__Task__
Output exactly the lines between the line that contains "Would you kindly indicate the white pitch" and the last line of the material, counting both.

__Input material__

## begin

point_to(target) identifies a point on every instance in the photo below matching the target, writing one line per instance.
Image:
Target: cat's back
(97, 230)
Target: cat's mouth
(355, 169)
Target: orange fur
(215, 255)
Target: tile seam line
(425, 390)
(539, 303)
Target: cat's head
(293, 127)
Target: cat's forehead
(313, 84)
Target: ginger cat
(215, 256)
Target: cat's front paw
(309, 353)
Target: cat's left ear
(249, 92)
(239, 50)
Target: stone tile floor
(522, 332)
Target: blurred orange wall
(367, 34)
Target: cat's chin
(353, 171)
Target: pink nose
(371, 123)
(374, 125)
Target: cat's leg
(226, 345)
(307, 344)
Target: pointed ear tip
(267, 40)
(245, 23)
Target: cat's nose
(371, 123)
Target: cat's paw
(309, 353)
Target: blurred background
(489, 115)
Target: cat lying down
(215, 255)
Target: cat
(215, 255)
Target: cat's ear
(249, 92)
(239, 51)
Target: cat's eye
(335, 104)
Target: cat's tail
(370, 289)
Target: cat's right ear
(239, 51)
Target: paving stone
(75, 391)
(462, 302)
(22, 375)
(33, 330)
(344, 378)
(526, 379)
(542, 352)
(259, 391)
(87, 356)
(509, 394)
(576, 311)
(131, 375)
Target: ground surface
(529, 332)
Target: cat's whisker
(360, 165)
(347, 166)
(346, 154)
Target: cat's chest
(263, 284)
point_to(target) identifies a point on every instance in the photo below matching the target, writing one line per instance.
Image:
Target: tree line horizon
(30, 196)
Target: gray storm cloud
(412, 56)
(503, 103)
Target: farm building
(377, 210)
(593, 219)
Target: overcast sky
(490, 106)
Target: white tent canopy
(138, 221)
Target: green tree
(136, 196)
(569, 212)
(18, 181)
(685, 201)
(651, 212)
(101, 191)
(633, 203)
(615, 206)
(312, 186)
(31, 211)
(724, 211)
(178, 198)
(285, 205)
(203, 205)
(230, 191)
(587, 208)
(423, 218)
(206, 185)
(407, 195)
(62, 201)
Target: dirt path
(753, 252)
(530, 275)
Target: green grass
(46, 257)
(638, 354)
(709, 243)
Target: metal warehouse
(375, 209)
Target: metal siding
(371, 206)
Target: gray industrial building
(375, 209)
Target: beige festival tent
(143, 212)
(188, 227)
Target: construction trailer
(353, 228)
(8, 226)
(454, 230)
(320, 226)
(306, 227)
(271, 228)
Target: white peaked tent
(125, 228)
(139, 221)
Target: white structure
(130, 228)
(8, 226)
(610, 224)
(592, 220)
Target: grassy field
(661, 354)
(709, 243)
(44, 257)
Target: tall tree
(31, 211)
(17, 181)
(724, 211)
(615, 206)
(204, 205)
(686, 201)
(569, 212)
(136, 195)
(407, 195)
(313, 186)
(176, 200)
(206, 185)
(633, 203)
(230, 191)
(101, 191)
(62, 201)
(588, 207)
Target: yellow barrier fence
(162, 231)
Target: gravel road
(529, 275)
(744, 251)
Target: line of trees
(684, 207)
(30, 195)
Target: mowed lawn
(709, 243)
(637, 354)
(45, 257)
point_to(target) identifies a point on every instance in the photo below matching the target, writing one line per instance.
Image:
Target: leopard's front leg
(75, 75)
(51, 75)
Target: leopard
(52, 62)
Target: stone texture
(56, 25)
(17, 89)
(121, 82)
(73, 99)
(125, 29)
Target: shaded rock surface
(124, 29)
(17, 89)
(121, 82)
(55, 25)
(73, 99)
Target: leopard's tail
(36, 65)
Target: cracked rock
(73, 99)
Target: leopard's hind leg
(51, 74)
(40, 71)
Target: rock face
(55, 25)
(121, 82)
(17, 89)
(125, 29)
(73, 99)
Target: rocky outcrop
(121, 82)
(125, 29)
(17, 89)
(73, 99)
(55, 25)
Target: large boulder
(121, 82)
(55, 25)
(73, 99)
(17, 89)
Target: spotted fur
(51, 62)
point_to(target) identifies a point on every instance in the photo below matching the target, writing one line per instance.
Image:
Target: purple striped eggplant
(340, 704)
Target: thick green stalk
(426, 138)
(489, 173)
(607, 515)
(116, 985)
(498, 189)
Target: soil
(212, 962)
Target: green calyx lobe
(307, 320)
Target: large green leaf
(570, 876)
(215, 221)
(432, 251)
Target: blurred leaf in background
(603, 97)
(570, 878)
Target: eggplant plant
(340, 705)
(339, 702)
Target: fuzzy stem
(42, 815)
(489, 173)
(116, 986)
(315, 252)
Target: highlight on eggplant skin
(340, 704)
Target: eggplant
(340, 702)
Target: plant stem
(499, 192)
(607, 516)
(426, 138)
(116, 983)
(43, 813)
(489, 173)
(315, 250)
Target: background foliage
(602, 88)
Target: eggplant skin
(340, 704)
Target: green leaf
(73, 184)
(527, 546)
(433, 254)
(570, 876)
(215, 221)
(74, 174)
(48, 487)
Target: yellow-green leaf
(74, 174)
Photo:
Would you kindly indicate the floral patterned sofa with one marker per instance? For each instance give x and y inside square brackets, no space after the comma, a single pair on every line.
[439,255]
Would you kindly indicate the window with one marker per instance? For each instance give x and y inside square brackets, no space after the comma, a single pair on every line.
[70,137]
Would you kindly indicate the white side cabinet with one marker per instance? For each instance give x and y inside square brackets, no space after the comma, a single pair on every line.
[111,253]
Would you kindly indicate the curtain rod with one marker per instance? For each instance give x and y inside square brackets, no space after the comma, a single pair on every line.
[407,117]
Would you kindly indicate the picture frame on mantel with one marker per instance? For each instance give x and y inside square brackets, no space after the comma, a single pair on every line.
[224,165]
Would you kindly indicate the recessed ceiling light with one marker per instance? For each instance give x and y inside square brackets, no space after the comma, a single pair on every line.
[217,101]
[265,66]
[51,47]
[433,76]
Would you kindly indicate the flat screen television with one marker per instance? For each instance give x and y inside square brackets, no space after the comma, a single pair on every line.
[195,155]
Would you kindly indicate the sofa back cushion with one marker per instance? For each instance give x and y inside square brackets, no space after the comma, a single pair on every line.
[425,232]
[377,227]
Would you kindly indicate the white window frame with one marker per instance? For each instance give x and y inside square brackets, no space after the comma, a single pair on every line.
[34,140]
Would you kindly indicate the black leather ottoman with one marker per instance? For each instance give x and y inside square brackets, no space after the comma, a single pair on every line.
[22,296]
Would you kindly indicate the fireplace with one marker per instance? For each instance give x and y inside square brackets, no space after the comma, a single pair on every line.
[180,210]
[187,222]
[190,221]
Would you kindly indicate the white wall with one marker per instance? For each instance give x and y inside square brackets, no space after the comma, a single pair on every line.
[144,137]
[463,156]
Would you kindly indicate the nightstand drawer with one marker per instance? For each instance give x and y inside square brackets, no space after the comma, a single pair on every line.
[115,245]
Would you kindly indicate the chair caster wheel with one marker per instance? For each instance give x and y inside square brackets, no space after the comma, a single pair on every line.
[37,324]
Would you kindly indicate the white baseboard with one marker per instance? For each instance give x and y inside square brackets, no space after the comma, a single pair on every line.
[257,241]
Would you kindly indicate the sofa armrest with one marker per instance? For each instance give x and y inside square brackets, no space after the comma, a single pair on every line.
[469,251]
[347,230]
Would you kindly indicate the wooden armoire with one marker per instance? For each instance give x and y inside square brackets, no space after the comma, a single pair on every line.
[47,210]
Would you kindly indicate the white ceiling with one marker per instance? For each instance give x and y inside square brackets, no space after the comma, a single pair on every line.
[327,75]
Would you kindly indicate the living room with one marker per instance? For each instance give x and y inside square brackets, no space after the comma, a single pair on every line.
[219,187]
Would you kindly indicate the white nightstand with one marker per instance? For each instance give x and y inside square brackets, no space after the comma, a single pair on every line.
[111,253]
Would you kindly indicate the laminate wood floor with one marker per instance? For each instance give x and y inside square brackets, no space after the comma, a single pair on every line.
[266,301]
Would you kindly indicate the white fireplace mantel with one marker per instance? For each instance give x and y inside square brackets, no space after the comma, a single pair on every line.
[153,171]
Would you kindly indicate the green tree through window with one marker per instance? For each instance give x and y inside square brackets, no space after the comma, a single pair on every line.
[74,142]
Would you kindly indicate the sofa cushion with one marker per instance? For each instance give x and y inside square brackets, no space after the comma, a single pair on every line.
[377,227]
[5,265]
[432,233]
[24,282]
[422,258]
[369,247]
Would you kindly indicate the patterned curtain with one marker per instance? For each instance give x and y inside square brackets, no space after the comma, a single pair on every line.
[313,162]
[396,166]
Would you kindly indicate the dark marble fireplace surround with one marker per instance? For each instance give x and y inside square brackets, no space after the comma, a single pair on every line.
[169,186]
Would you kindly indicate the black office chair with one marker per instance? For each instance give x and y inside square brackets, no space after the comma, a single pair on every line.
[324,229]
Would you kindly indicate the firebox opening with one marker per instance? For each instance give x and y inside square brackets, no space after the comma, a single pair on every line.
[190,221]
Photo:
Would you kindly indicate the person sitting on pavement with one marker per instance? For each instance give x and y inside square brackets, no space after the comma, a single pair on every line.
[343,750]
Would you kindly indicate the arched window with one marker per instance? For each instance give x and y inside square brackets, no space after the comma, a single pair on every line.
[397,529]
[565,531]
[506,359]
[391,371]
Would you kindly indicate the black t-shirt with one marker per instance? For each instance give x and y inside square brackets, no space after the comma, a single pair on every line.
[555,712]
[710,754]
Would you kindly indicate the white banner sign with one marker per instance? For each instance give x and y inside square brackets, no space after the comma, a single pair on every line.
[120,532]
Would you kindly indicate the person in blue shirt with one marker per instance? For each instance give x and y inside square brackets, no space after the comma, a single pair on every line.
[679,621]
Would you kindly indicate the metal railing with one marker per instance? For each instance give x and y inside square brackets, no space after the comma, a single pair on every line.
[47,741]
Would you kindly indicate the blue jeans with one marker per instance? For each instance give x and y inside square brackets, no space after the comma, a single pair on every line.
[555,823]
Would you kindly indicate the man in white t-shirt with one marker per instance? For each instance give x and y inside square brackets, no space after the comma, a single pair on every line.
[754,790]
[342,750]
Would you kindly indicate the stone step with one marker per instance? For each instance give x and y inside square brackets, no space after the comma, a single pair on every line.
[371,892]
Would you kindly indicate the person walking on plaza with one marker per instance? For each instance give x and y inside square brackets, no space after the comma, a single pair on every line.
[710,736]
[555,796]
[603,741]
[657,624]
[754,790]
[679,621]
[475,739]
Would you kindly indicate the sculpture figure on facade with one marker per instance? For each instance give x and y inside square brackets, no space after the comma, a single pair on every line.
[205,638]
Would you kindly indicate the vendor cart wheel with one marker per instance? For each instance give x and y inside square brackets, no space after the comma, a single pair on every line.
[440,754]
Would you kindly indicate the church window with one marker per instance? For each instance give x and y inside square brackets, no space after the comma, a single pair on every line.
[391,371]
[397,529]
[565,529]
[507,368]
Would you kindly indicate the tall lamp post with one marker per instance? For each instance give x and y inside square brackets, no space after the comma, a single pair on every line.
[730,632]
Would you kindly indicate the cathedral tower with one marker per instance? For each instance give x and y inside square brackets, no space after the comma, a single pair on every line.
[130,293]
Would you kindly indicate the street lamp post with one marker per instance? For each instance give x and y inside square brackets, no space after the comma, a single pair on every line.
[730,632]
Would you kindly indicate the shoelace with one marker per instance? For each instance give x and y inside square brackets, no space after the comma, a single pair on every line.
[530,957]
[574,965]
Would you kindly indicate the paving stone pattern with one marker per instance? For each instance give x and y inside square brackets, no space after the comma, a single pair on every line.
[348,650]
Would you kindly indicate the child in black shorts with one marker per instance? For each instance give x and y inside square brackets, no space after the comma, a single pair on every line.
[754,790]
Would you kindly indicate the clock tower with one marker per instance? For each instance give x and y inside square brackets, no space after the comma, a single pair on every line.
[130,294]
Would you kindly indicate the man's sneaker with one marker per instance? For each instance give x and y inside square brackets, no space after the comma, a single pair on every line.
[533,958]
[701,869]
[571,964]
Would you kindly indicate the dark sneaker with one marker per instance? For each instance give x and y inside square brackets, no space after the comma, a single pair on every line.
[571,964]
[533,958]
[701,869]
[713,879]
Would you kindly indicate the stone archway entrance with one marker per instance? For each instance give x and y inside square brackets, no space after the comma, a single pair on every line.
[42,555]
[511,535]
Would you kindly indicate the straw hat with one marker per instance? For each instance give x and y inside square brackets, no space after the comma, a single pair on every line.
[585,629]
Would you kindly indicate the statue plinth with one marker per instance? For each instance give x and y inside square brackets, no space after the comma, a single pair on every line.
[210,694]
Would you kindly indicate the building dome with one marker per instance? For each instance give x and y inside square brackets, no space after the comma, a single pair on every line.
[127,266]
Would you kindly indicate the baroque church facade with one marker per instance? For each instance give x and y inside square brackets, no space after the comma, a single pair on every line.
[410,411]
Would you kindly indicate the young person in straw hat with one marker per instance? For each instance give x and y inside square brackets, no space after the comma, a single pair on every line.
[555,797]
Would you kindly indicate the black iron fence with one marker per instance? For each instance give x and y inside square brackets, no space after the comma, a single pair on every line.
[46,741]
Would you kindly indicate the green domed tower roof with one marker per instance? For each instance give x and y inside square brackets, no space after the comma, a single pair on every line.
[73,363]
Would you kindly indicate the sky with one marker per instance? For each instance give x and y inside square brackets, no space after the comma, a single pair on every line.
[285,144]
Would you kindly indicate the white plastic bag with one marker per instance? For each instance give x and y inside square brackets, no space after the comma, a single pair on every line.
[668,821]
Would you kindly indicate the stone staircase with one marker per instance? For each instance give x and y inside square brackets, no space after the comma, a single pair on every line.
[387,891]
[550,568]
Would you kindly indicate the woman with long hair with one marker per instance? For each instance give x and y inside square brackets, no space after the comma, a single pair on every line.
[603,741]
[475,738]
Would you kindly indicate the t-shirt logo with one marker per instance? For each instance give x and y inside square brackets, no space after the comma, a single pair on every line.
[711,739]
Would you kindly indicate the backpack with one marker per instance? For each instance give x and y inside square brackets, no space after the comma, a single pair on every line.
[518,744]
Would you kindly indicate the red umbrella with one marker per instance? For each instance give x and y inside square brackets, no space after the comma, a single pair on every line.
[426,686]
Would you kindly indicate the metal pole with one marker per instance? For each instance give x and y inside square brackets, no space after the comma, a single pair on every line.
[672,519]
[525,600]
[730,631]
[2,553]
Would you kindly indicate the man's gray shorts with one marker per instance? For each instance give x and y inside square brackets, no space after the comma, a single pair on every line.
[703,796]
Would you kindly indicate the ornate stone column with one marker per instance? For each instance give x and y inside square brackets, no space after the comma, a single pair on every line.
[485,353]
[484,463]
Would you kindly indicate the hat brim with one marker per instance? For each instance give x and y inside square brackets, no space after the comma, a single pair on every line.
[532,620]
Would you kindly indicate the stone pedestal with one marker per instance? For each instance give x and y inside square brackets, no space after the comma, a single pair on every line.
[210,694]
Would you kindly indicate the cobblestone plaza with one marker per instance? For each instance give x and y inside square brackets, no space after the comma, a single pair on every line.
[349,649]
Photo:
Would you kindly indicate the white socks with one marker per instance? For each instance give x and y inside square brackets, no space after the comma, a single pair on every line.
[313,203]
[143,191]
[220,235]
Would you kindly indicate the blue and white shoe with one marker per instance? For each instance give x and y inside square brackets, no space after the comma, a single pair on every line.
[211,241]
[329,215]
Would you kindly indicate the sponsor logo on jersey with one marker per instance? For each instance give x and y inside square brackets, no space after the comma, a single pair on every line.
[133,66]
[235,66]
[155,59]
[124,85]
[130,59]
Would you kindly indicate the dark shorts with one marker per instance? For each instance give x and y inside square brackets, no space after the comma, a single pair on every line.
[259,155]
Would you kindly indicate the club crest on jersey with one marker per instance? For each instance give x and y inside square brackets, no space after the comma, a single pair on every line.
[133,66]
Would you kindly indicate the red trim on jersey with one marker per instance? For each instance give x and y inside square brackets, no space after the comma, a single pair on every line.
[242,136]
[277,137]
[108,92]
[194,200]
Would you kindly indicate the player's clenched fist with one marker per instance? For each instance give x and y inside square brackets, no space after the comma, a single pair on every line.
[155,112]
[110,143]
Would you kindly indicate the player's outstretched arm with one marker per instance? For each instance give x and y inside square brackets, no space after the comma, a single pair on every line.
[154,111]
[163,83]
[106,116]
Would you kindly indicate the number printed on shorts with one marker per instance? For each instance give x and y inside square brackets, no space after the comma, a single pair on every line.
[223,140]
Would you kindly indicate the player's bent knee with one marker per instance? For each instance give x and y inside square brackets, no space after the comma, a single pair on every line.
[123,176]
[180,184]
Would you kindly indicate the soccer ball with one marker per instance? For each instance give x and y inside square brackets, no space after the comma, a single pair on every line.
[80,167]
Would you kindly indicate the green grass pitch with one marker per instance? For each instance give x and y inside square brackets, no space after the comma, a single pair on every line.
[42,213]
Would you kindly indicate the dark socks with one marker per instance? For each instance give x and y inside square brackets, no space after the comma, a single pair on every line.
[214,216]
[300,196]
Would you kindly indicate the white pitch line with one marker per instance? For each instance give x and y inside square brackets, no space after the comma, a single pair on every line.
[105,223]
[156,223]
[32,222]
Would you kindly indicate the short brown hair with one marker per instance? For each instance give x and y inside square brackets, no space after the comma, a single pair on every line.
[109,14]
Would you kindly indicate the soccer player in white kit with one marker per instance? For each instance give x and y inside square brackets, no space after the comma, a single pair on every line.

## end

__Output__
Would you kindly indicate the white pitch line with one marker per instance? For each instance give x and y inside square brackets, no space after the comma, a single pair on every line.
[105,223]
[156,223]
[32,222]
Would you kindly indicate the short brown hair with one marker per instance? For each instance give x and y inside square brackets, no space after the comma, a single pair on every line.
[109,14]
Would you kindly indicate the soccer player in white kit with one marker per instance? For each instance give x and y inside square brackets, no space after the comma, a single pair on every line.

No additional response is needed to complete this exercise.